Task details:
If a line in the data below contains "girl", copy it.

[Stored data entries]

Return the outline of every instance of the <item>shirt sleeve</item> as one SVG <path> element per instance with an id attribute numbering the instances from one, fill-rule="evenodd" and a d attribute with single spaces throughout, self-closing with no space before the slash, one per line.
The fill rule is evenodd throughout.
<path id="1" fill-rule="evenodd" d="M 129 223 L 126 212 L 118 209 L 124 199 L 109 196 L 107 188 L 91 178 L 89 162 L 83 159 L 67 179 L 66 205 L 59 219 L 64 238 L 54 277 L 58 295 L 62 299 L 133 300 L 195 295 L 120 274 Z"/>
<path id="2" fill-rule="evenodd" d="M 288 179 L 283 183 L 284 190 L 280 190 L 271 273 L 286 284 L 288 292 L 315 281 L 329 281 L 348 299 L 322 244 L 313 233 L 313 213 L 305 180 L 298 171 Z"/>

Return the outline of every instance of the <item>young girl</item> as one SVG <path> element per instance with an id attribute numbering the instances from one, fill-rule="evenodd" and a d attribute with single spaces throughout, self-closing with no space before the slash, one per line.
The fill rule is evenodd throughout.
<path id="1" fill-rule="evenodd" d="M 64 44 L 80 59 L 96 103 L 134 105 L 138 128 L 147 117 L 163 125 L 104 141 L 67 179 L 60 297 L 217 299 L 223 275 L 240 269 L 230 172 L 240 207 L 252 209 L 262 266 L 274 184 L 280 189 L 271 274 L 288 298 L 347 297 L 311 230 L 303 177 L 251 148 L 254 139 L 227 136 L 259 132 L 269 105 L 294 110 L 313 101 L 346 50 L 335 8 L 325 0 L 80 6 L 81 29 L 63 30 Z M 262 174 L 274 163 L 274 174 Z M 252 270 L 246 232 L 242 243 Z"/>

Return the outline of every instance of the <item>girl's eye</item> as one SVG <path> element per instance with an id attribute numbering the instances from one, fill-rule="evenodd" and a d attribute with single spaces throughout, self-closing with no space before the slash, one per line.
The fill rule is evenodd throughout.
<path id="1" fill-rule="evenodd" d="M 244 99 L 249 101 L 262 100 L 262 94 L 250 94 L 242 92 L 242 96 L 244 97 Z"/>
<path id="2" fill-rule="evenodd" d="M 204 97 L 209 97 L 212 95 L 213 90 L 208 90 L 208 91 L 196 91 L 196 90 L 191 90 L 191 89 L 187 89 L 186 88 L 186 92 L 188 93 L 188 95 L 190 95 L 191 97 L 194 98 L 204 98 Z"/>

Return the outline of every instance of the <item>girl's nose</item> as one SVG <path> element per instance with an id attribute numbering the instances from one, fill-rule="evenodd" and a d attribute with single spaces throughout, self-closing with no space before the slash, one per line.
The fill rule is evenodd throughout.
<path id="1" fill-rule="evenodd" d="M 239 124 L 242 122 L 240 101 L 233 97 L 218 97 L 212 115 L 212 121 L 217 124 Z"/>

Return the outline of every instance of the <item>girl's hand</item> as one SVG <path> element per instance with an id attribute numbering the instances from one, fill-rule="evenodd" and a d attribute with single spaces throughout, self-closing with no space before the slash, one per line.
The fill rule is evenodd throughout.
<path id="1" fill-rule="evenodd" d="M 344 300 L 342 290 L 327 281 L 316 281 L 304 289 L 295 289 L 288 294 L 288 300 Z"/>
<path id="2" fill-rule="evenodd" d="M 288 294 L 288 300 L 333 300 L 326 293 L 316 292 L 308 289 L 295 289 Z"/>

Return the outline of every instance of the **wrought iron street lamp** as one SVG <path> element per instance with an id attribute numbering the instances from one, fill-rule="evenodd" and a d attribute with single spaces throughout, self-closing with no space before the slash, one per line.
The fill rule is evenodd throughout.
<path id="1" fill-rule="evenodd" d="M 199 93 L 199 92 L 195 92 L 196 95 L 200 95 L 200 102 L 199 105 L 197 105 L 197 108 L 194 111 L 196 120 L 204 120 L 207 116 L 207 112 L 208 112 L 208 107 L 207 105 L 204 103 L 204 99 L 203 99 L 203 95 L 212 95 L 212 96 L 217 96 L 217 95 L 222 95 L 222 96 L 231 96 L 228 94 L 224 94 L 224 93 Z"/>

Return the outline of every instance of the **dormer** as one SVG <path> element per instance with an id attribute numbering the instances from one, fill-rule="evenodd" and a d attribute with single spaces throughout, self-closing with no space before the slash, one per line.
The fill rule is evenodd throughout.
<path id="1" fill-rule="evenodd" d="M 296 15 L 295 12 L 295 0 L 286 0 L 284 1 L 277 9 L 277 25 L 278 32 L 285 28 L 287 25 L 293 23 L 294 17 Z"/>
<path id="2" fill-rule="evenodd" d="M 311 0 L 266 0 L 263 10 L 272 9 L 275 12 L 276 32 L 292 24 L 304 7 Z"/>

Result:
Return the outline of every instance of the <item>young girl</item> as one SVG <path> element per instance with an id attribute numbering the instances from one, fill-rule="evenodd" and a d attribute with single spaces throughout, self-closing with no space before the slash, one per line.
Return the outline of every instance of the <item>girl's eye</item> as one SVG <path> element per instance with an id attribute numbering the instances from one, fill-rule="evenodd" and a d attribute with single spaces throughout, self-closing with no space before the slash, one per line.
Return the outline of every instance of the <item>girl's nose</item> as one SVG <path> element per instance with an id attribute numbering the instances from one, fill-rule="evenodd" and a d attribute with single spaces throughout, self-closing with no space before the slash, one per line.
Return the outline of every instance of the <item>girl's hand</item> as one SVG <path> element per instance with an id attribute numbering the instances from one, fill-rule="evenodd" and a d attribute with single spaces throughout, self-closing with no space before the slash, one per line.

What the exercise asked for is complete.